Task requirements |
A. Identify every group of people that the passage on the Medal of Recognition names as recipients of the medal.
B. Continue the passage on the Medal of Recognition 1940–1945 beyond its final sentence.

The Medal of Recognition 1940–1945 (Dutch: Erkentelijkheidsmedaille 1940–1945) was a medal of the Kingdom of the Netherlands that was established by Royal Decree on 9 February 1946. The decoration was of two classes, silver and bronze, and was awarded to those who aided the Dutch during the period of World War II, or afterwards helped relieve those who had suffered from the German occupation. Dutch prisoners of war who managed to escape from Colditz Castle were awarded the medal of recognition.

[Saved entries]
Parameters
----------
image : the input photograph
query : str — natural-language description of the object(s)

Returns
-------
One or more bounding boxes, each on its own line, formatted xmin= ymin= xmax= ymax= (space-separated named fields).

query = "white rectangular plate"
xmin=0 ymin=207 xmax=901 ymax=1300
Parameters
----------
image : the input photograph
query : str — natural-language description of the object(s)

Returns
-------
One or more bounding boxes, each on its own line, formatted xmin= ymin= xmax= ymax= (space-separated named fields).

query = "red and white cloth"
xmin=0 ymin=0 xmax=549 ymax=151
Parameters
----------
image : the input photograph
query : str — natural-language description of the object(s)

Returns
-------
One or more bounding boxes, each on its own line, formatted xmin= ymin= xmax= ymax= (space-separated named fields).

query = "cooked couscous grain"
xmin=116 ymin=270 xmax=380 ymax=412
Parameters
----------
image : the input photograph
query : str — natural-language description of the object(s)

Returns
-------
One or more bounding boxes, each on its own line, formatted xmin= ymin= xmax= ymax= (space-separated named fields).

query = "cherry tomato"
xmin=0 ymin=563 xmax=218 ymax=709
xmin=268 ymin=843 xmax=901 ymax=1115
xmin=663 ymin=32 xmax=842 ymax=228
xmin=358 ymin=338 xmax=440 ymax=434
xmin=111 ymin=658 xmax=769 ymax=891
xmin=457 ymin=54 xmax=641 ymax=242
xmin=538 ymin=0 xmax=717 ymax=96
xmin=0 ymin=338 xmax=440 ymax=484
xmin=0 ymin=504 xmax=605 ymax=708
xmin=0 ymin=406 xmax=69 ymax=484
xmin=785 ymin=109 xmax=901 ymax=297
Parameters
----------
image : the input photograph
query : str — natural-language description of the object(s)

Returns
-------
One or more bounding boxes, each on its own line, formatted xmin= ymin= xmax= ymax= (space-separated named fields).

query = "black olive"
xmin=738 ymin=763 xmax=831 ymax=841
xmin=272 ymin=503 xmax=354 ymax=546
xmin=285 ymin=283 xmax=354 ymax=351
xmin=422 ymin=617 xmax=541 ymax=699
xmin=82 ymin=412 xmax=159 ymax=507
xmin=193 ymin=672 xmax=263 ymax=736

Per-task outputs |
A.
- Those who aided the Dutch during the period of World War II
- Those who afterwards helped relieve those who had suffered from the German occupation
- Dutch prisoners of war who managed to escape from Colditz Castle

B.
==Design==
The decoration was designed as a circular medal 29 millimetres in diameter and exists in two classes, silver and bronze. On the front Androcles is portrayed taking the thorn from the lion's paw. The choice of motif was guided by the fact that the lion is the royal emblem of the Netherlands and the story was once commonly cited as an example of enduring gratitude. The inscription round the front edge reads SIBI BENEFACIT QUI BENEFACIT AMICO (Latin for 'He benefits himself who benefits a friend'). On the reverse of the medal the inscription reads POPULUS BATAVUS GRATO ANIMO (Latin for 'With the gratitude of the Dutch people'). The medal's ribbon is orange with a broad white stripe down the middle, on which there is a small silver or bronze crown according to class.